---------- Recorded data
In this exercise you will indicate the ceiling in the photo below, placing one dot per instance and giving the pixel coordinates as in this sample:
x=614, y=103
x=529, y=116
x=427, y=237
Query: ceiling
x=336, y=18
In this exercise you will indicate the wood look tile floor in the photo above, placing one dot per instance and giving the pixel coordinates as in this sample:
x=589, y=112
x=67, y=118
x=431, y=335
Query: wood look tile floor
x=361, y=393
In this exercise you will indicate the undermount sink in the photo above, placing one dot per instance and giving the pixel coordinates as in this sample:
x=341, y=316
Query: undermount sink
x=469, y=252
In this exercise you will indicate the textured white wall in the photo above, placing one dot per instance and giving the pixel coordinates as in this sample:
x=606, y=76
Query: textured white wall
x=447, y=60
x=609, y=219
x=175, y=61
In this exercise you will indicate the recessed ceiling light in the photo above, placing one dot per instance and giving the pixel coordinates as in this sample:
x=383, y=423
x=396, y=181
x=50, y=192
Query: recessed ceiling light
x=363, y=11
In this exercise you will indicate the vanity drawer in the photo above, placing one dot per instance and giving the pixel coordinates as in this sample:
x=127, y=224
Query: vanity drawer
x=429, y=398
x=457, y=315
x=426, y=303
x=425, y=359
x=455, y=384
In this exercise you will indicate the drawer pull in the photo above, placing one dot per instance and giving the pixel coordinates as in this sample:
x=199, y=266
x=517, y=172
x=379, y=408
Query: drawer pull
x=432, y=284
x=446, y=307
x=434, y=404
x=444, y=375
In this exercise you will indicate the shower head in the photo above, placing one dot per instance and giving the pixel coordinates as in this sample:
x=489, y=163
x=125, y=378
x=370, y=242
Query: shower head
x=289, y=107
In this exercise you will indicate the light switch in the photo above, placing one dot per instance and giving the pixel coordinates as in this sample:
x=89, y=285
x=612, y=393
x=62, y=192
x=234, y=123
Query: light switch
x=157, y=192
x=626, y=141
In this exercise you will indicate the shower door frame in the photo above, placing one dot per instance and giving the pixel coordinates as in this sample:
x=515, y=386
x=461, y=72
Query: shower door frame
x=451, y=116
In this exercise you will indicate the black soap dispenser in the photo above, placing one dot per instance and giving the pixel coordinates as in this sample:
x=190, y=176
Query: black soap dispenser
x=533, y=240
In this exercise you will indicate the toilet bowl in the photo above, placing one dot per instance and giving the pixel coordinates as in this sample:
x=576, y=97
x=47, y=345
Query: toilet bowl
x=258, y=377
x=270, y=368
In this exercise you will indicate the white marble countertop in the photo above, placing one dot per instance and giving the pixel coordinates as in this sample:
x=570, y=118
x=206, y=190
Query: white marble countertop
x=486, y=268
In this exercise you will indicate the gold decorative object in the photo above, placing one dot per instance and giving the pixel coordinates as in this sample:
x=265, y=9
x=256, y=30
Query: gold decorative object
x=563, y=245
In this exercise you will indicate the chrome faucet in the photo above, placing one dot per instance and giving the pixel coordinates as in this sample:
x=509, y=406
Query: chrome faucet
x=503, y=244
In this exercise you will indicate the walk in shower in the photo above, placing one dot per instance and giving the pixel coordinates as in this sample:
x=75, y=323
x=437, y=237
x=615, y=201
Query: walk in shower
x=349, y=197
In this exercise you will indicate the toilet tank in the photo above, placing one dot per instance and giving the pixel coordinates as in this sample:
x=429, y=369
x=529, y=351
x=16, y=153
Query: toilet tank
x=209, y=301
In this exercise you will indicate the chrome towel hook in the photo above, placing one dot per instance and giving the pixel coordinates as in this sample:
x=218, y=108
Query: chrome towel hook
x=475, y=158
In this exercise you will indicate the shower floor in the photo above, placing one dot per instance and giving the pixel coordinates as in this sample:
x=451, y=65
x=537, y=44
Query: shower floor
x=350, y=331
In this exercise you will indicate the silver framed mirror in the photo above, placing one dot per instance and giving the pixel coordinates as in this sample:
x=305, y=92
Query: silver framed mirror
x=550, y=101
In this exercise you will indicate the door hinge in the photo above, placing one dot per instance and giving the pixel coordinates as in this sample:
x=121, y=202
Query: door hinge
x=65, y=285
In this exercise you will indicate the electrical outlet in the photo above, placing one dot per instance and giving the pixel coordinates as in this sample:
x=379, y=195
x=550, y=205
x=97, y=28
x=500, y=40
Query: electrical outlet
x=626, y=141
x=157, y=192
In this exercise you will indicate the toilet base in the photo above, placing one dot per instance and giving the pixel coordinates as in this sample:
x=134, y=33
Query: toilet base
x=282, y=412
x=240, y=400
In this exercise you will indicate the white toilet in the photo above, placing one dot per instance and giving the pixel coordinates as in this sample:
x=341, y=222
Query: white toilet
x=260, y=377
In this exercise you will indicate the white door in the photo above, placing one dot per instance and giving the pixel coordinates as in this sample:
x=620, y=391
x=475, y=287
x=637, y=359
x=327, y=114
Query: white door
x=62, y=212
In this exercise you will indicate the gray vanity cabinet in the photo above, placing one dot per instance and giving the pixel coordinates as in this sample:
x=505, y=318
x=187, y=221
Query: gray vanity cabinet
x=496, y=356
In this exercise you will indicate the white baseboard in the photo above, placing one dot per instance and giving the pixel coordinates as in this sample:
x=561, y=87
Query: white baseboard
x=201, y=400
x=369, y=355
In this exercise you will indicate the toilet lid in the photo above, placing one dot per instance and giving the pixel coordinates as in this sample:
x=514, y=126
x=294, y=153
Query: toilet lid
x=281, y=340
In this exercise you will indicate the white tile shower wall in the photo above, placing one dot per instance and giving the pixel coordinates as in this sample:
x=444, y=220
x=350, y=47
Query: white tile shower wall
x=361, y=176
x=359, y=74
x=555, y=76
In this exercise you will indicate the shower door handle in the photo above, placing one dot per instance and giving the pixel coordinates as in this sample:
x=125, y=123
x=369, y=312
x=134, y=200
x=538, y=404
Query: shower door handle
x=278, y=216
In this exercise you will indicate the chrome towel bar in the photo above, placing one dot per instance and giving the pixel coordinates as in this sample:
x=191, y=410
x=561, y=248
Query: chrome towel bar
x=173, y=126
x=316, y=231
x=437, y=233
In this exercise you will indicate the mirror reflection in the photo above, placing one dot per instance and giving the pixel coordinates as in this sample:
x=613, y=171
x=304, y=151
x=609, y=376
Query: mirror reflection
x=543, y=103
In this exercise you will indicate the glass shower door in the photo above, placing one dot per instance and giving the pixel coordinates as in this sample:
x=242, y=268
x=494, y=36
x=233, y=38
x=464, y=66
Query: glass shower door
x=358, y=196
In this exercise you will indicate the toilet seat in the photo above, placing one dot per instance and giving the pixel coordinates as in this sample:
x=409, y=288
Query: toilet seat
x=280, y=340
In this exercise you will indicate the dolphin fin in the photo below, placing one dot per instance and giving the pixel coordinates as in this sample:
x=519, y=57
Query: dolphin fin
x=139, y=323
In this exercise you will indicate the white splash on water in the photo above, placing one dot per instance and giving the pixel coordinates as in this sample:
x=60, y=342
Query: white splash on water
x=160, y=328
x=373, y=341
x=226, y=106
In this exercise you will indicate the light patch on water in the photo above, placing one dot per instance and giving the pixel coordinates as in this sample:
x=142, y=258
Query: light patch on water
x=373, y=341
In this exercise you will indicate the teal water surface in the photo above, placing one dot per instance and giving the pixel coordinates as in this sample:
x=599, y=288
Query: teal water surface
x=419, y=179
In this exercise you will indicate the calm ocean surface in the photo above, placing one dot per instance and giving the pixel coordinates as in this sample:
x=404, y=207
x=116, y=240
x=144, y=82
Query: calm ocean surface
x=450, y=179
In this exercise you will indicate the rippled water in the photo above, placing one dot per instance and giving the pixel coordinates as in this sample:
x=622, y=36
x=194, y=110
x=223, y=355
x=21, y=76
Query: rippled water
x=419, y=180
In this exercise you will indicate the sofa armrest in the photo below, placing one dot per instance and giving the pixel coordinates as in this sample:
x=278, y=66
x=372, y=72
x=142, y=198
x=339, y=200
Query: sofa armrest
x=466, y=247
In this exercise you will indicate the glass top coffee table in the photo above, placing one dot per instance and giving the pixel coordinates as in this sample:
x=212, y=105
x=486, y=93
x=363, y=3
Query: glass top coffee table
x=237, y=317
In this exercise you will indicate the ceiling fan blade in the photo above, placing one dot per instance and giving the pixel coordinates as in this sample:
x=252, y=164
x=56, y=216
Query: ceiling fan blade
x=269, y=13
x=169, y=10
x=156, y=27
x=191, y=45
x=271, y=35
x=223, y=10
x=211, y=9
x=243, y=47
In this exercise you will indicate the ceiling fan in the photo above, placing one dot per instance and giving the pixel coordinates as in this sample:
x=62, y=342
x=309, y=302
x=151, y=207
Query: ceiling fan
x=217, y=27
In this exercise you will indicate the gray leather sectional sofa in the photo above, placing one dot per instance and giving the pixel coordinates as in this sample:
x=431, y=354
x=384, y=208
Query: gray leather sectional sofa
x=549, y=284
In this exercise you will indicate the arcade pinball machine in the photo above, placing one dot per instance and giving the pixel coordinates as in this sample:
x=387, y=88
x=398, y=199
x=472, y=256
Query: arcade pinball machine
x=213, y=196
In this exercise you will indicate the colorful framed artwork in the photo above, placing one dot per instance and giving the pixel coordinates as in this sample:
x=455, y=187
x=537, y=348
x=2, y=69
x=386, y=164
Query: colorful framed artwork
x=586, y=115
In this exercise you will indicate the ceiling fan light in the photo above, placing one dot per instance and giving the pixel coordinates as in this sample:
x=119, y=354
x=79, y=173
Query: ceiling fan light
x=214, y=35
--------------------
Exercise goal: From the records above, copy out the line with "x=387, y=88", the line with "In this exercise you will indicate the colorful", and every line between them, word for word.

Solved problem:
x=387, y=88
x=398, y=199
x=472, y=256
Query: arcade pinball machine
x=213, y=196
In this exercise you will indicate the colorful framed artwork in the photo above, placing one dot per instance and giving the pixel coordinates as in this sample:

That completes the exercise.